• WRITTEN REQUEST:
Starting with the line that has "of the concrete" in it, repeat every line through the last one, word for word, and give nothing more.

[Data entries]
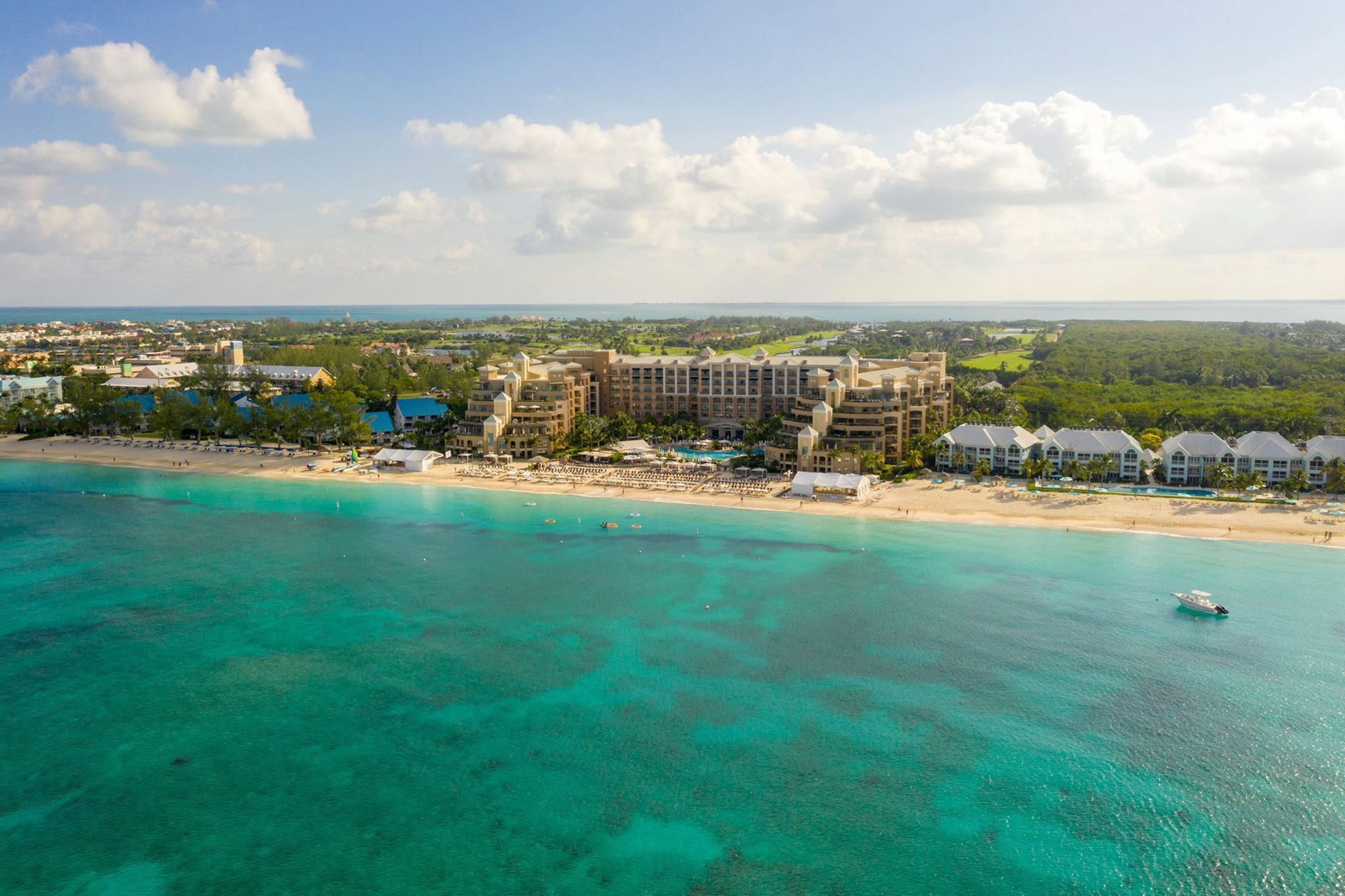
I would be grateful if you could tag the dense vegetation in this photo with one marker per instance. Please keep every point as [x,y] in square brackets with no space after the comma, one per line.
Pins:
[1194,376]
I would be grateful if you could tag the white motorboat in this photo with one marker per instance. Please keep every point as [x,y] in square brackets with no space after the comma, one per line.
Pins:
[1200,602]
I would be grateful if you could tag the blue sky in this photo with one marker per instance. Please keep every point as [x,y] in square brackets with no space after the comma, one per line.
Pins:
[978,151]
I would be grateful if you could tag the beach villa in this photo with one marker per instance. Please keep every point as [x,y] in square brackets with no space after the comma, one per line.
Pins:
[380,426]
[1087,445]
[1321,451]
[15,389]
[1003,447]
[409,412]
[1189,456]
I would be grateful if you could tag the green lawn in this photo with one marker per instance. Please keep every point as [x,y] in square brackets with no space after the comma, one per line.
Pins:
[1011,360]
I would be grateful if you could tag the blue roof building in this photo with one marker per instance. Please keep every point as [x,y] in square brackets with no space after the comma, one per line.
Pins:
[413,410]
[380,426]
[378,421]
[295,402]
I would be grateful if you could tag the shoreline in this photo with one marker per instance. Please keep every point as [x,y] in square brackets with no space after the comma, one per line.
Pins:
[916,501]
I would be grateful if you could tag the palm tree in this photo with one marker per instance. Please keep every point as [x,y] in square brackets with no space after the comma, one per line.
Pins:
[1295,483]
[1218,475]
[1101,467]
[1333,475]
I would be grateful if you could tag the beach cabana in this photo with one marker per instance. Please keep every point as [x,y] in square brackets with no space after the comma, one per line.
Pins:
[407,460]
[807,485]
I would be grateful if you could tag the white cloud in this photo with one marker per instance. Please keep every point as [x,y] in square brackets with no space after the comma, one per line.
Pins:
[1234,146]
[418,211]
[33,170]
[58,236]
[1021,174]
[533,157]
[255,189]
[152,104]
[819,136]
[458,253]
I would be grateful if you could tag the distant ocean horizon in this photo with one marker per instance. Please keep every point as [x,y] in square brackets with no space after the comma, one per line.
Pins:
[851,311]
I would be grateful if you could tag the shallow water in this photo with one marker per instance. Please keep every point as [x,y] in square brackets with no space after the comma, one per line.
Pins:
[432,690]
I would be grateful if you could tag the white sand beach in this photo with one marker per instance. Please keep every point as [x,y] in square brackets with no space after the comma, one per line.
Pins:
[908,502]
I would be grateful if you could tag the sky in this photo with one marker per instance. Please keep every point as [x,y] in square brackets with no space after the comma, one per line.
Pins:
[259,152]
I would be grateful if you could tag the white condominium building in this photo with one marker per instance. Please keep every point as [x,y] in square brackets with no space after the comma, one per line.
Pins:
[1003,447]
[1321,451]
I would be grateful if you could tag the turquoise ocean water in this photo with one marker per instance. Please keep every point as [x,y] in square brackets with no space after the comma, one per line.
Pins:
[432,690]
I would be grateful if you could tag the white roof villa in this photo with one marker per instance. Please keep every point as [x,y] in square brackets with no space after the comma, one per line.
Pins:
[1321,451]
[1003,447]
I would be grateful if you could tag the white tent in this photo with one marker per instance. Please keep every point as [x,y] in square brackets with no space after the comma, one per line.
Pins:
[408,460]
[846,485]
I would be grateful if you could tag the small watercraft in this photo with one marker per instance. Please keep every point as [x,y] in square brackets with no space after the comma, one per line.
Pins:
[1200,602]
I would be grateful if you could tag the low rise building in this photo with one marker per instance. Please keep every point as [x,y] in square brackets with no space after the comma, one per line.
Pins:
[1267,453]
[381,431]
[1188,456]
[15,389]
[1002,447]
[1087,445]
[410,412]
[1319,453]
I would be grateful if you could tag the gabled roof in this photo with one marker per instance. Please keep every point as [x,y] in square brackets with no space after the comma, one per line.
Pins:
[978,436]
[378,421]
[420,408]
[1267,444]
[1091,442]
[296,400]
[1200,444]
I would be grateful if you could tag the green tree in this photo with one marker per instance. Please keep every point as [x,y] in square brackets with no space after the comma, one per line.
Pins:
[1333,475]
[171,413]
[1218,477]
[211,380]
[1295,483]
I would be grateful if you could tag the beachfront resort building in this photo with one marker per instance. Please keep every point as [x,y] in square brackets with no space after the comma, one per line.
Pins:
[720,392]
[853,410]
[522,407]
[1002,447]
[1087,445]
[15,389]
[1191,456]
[409,413]
[1006,447]
[1319,452]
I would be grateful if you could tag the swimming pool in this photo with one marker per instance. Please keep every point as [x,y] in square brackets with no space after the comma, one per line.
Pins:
[692,453]
[1169,493]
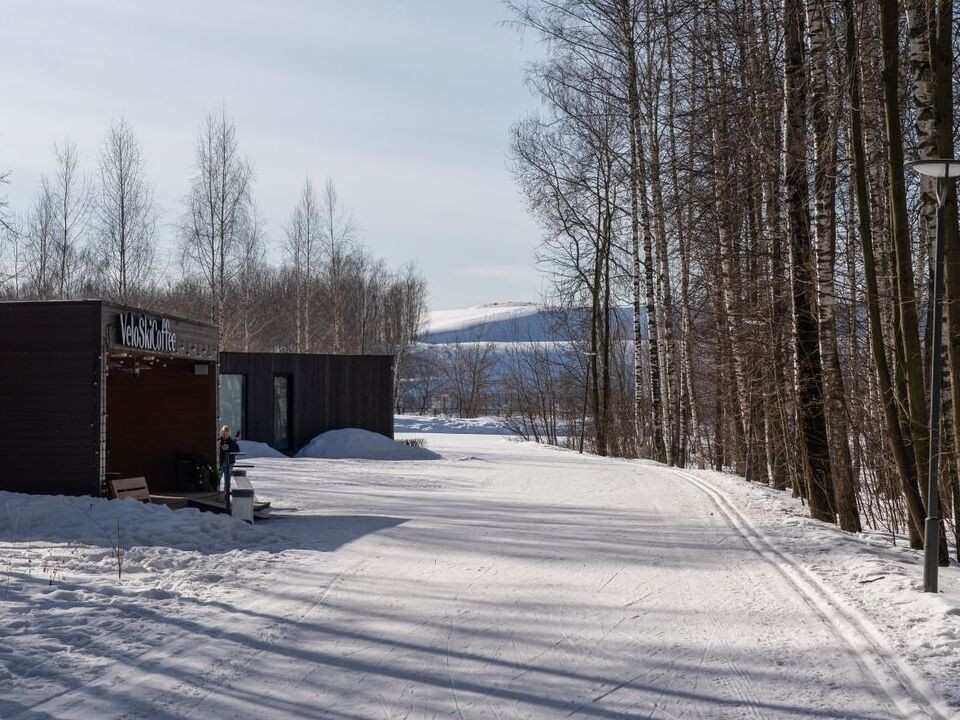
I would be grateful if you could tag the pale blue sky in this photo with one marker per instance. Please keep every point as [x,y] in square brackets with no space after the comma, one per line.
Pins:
[405,103]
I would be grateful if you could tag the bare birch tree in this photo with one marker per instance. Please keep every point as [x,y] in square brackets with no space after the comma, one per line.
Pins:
[126,221]
[218,200]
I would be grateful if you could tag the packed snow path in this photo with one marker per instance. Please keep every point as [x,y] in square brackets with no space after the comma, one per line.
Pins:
[503,581]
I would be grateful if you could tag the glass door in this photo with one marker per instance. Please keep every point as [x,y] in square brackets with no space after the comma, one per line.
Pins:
[282,409]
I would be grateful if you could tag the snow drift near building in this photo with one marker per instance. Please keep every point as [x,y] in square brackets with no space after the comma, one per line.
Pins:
[354,444]
[253,449]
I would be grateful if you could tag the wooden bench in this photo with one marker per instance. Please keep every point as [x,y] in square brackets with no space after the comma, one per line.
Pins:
[130,487]
[261,509]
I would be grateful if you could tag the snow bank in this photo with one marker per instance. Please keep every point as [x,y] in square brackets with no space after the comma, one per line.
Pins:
[352,443]
[449,425]
[94,521]
[253,449]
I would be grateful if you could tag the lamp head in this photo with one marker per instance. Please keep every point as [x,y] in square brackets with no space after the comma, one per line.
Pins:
[936,167]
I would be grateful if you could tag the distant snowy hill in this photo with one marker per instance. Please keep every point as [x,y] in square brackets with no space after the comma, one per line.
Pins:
[497,322]
[508,322]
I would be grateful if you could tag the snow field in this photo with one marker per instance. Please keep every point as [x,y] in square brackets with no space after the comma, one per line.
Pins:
[354,444]
[506,580]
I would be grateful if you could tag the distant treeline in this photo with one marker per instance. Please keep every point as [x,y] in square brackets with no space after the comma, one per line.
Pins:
[93,232]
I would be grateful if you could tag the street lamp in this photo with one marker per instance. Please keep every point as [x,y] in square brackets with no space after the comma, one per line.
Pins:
[586,387]
[944,170]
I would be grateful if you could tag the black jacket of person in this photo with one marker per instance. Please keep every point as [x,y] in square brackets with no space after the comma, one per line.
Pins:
[227,445]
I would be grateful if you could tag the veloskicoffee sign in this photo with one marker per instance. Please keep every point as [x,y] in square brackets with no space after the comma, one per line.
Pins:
[146,333]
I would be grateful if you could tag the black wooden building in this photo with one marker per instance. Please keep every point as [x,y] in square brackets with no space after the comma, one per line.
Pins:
[88,389]
[287,399]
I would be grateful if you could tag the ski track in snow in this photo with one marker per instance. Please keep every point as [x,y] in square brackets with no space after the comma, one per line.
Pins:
[507,580]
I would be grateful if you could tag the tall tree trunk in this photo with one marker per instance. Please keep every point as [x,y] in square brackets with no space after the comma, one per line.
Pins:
[906,468]
[809,381]
[907,311]
[824,152]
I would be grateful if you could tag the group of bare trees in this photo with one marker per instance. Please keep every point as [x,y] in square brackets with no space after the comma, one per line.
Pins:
[98,235]
[734,170]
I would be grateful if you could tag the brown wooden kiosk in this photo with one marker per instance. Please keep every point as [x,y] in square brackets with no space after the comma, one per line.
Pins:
[89,389]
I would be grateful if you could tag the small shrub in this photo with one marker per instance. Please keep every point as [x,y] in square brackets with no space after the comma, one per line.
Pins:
[414,442]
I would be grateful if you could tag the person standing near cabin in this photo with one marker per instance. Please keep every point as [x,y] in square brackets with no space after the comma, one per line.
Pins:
[227,446]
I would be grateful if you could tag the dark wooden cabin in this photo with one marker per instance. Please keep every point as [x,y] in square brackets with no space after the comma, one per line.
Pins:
[287,399]
[89,389]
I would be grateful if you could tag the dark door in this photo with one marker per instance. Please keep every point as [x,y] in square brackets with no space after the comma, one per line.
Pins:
[282,412]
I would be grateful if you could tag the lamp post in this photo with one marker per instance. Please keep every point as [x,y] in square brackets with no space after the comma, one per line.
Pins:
[944,170]
[586,388]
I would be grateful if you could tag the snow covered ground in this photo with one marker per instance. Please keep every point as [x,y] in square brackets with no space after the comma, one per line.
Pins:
[505,580]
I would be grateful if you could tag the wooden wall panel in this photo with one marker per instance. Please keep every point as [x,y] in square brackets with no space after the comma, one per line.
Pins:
[49,397]
[329,392]
[157,415]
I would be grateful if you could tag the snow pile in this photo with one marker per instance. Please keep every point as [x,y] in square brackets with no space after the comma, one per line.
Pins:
[355,444]
[254,449]
[450,425]
[95,521]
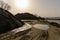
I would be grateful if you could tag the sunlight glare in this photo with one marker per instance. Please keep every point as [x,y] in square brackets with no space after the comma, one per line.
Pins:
[23,4]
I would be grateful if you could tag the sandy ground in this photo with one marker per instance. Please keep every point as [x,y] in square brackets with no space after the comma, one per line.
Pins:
[37,32]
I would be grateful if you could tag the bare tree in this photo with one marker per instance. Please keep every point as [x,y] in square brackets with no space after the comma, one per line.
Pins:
[4,5]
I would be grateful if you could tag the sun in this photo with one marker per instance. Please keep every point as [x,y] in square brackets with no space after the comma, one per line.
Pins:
[22,4]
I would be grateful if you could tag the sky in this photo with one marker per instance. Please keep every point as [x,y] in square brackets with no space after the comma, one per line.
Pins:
[44,8]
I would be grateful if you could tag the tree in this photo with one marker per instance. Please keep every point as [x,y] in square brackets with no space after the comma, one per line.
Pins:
[4,5]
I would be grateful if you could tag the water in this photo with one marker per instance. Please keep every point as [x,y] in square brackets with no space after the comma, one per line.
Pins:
[57,21]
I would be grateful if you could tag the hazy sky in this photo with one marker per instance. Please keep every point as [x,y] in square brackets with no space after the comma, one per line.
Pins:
[45,8]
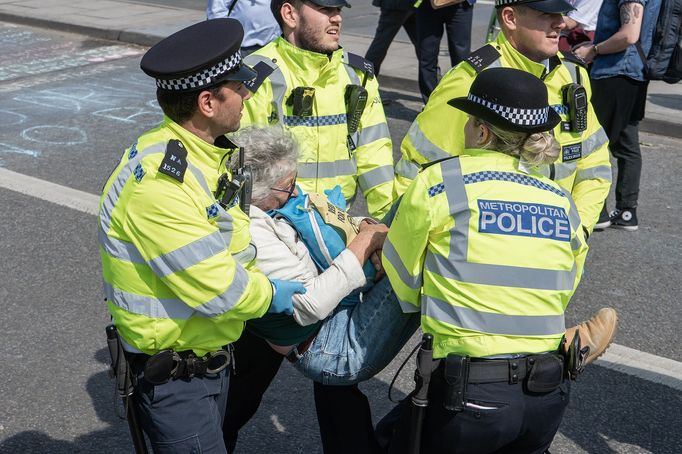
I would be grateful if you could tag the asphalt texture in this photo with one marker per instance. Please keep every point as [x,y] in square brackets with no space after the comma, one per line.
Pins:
[70,105]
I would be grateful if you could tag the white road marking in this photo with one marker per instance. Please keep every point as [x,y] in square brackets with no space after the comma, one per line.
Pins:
[44,190]
[619,358]
[643,365]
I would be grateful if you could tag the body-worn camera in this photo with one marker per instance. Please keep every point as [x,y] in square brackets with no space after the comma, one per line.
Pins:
[356,100]
[301,100]
[575,97]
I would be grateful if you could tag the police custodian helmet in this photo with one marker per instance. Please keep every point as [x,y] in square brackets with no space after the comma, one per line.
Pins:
[510,99]
[198,57]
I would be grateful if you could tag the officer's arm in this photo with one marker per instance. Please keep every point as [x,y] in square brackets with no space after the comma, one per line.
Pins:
[580,248]
[405,247]
[374,154]
[438,131]
[188,255]
[593,171]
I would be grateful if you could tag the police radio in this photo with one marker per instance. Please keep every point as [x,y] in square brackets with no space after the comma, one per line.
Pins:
[301,100]
[356,100]
[575,97]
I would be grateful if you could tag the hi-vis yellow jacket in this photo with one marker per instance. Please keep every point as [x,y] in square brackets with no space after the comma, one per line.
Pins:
[326,159]
[490,254]
[167,248]
[583,167]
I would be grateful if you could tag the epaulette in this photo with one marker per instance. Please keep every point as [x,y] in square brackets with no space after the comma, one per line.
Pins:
[483,57]
[263,70]
[361,64]
[174,162]
[437,161]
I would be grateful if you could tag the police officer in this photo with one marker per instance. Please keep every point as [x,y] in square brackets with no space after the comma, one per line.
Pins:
[529,42]
[328,99]
[174,290]
[490,252]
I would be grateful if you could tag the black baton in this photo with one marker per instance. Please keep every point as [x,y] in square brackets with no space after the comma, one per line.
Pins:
[120,369]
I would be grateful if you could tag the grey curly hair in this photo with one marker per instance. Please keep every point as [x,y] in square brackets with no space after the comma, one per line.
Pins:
[535,149]
[272,154]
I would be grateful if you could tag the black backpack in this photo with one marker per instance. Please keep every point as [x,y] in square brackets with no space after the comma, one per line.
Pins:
[665,57]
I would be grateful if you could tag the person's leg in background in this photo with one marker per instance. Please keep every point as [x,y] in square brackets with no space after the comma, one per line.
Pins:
[614,100]
[345,420]
[390,21]
[255,366]
[458,19]
[429,35]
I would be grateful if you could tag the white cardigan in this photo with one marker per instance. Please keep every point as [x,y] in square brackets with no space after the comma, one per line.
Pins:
[281,255]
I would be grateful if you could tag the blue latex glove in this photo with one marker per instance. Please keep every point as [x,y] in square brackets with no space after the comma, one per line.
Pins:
[336,197]
[282,293]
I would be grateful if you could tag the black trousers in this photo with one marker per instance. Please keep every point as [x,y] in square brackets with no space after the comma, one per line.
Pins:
[619,104]
[343,412]
[390,21]
[500,418]
[456,20]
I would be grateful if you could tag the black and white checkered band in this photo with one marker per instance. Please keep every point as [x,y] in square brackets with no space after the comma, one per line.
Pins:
[202,78]
[524,117]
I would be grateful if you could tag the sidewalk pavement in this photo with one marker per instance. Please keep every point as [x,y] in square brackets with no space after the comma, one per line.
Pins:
[146,22]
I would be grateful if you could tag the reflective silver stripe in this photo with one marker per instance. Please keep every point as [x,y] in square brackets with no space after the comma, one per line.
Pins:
[562,169]
[343,167]
[176,308]
[375,177]
[407,308]
[373,133]
[188,255]
[423,145]
[500,275]
[458,204]
[407,169]
[487,322]
[121,250]
[575,242]
[112,196]
[594,142]
[389,252]
[352,75]
[593,173]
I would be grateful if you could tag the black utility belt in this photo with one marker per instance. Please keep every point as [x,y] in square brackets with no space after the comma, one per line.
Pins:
[168,364]
[539,374]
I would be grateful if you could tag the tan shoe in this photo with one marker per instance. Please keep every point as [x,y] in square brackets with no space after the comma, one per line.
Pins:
[596,333]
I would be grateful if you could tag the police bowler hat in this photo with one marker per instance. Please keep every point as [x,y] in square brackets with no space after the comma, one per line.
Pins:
[276,5]
[198,57]
[510,99]
[546,6]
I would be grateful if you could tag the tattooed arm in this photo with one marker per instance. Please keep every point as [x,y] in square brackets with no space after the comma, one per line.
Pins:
[630,25]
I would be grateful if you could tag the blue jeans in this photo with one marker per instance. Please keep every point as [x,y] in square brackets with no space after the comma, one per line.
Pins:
[357,342]
[185,415]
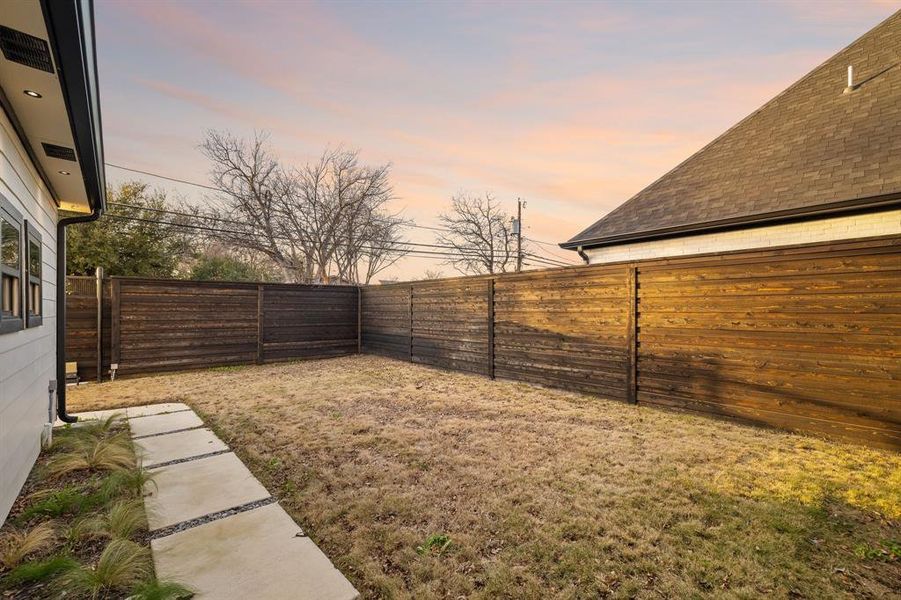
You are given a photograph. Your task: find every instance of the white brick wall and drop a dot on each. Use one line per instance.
(822, 230)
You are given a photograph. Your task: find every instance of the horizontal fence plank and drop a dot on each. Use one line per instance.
(804, 338)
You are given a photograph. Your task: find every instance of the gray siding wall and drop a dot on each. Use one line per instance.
(27, 357)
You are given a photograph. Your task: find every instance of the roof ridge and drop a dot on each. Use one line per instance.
(581, 235)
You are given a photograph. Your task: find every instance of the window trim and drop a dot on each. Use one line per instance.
(32, 235)
(13, 324)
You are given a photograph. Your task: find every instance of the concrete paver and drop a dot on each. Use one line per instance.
(177, 446)
(199, 487)
(155, 409)
(164, 423)
(255, 554)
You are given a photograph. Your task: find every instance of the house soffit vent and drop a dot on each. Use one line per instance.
(25, 49)
(61, 152)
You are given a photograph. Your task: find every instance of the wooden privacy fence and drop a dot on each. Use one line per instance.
(148, 325)
(805, 338)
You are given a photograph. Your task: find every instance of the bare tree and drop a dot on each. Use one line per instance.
(480, 234)
(341, 205)
(325, 222)
(254, 189)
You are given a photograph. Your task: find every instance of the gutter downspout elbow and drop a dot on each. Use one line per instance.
(583, 255)
(61, 225)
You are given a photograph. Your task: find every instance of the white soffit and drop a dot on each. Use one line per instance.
(44, 120)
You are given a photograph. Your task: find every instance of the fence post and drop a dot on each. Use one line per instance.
(359, 319)
(632, 337)
(259, 323)
(411, 323)
(115, 325)
(98, 282)
(491, 328)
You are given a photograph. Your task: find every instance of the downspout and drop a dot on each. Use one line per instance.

• TASK ANSWER:
You are given a photograph. Your task: find every instance of the concrete paver and drop a dot on each. Use one line per instance.
(177, 446)
(199, 487)
(155, 409)
(164, 423)
(255, 554)
You are given a photograph. Your task: find every instance of the house soffit vent and drop a dot on each. Use one line per instance.
(25, 49)
(61, 152)
You are given a photograph. Your task: find every instance of the wooden privacy fence and drop a dot on each. Use one line per instance.
(148, 325)
(805, 338)
You are given a photograph. Your task: find every instance of the bare tree and drop a dot on each. Use one line per instance.
(480, 234)
(341, 205)
(325, 222)
(254, 189)
You are given a photograph. Your task: find every instance of the gutter downspout elbow and drop a dot on each. Use one line per instance.
(583, 255)
(61, 225)
You are given a photograph. Your task: find every instance of the white soffit and drop a dot on each. Use one line per instance.
(44, 120)
You are given a photograph. Your task: find every instance of the fence post and drop a dot on each. Use one line per instance.
(359, 319)
(632, 337)
(259, 323)
(411, 323)
(115, 325)
(98, 282)
(491, 328)
You are given a photograph. Your task: find every instance of the downspout and drop a dot on each. Use one line per instance.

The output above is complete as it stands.